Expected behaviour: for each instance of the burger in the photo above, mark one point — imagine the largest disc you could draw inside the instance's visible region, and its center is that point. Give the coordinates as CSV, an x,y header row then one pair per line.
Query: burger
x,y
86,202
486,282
──────
## EXERCISE BRIEF
The whole listing above is to be output exactly.

## RESULT FOR THIS EXERCISE
Expected behaviour: for each instance of the burger in the photo above, mark one point — imagine the largest disc you could draw inside the instance's visible region, and its center is that point. Give the coordinates as CSV, an x,y header row then one pair per line.
Query: burger
x,y
86,202
486,282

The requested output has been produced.